## Selected excerpt

⁂

Does Anger Kill?
For thousands of years the anecdotal answer has been yes. Rage frequently kills those enraged – and those around them. But what happens in modern life?
Therein’s a tale involving personality, tobacco, and the changing mores of research.
What’s New Now?
A large meta-analysis in the European Heart Journal, put together by Elizabeth Mostofsky and colleagues. Picking through what they consider to be reasonably believable data, the group comes up with these numbers: a five fold increase in heart attack in the two hours following an angry outburst, a three fold increase in stroke.
Are These Numbers Believable?
Probably. The group has done plenty of studies themselves, and their own numbers run pretty close.
How Significant is the Problem?
Depends on how angry you are – and the overall risk profile for your heart. For people with “low cardiac risk,” one angry outburst per month increases risk of heart attack to about 1 per 10,000 people. But if you are really angry – five outbursts or more a month – the risks are much higher.
How Much of This is Due to Personality?
Do you consider yourself type “A” – driven, controlled by the clock, striving, productivity oriented, impelled by a series of self-declared rules? Or are you the “opposite” – the real laidback type “B?”
After Meyer Friedman and Ray Rosenman developed the Type A – Type B concept in the 1950s, it really took off in the public mind. Many corporate and political leaders declared themselves type A. But they were told they faced a price – more heart disease.

⁂

## Dataset content
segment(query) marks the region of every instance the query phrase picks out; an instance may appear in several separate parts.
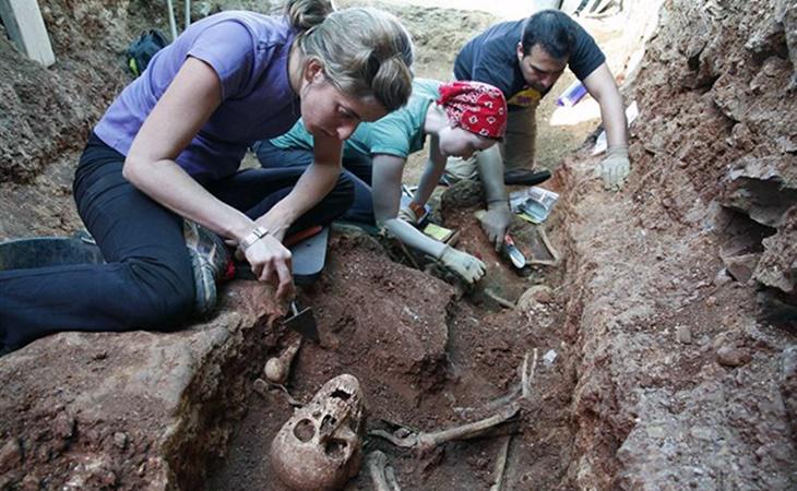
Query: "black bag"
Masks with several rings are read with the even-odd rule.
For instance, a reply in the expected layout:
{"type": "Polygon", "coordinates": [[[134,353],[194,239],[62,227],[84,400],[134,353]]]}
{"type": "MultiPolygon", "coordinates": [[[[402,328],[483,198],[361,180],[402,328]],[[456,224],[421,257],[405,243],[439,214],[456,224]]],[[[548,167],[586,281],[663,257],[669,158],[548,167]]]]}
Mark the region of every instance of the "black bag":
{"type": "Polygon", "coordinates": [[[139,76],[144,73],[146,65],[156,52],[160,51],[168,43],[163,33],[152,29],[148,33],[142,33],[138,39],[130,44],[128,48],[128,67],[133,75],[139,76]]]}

⁂

## Required tasks
a – List every person named in the article on anger and the heart.
b – Reproduce the passage of the article on anger and the heart starting with "How Much of" and going on through "more heart disease.".

## Written answers
a – Elizabeth Mostofsky, Meyer Friedman, Ray Rosenman

b –
How Much of This is Due to Personality?
Do you consider yourself type “A” – driven, controlled by the clock, striving, productivity oriented, impelled by a series of self-declared rules? Or are you the “opposite” – the real laidback type “B?”
After Meyer Friedman and Ray Rosenman developed the Type A – Type B concept in the 1950s, it really took off in the public mind. Many corporate and political leaders declared themselves type A. But they were told they faced a price – more heart disease.